| Requirement |
Each line from the one holding "rough mask: <svg" through the final line of the data below is to be given again exactly, and no other line is to appear.

(Records shown Opens)

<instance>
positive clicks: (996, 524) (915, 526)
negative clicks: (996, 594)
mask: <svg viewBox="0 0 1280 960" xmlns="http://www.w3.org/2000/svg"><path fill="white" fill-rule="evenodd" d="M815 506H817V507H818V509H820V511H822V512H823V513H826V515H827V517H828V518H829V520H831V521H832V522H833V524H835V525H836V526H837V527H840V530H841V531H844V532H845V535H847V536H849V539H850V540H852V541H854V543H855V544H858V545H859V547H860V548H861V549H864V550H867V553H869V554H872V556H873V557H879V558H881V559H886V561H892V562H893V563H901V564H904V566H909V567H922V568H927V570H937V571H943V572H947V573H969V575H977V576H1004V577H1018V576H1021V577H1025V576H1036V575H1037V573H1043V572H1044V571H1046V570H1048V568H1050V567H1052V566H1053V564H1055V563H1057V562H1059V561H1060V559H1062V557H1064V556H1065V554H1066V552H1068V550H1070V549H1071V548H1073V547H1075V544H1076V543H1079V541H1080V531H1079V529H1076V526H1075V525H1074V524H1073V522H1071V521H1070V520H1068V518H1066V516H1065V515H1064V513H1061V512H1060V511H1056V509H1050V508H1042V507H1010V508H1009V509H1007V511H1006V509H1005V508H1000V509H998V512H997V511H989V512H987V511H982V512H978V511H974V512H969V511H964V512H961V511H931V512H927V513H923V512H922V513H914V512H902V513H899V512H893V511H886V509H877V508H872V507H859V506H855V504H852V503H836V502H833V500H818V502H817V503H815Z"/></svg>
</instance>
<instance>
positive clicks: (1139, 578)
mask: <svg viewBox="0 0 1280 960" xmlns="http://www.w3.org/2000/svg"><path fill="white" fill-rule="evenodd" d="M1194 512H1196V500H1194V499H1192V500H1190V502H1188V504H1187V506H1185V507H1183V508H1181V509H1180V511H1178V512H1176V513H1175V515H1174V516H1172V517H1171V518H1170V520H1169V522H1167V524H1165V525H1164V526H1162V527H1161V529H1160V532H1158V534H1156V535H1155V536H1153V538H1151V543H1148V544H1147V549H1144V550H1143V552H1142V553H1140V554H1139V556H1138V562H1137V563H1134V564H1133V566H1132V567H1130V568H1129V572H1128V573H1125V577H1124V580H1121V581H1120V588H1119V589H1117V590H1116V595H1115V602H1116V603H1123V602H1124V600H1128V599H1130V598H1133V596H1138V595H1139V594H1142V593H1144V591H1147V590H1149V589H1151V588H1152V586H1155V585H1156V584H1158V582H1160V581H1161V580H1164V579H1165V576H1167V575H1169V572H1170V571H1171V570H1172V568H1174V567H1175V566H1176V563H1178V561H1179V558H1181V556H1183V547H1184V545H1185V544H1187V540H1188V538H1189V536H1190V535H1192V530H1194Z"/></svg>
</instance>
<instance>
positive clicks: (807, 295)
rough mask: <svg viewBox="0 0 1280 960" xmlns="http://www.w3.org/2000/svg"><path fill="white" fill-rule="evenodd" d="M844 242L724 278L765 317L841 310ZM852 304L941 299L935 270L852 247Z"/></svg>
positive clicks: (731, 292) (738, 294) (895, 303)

(Records shown Closes)

| Response area |
rough mask: <svg viewBox="0 0 1280 960" xmlns="http://www.w3.org/2000/svg"><path fill="white" fill-rule="evenodd" d="M844 242L724 278L765 317L841 310ZM852 304L941 299L935 270L852 247Z"/></svg>
positive clicks: (731, 292) (738, 294) (895, 303)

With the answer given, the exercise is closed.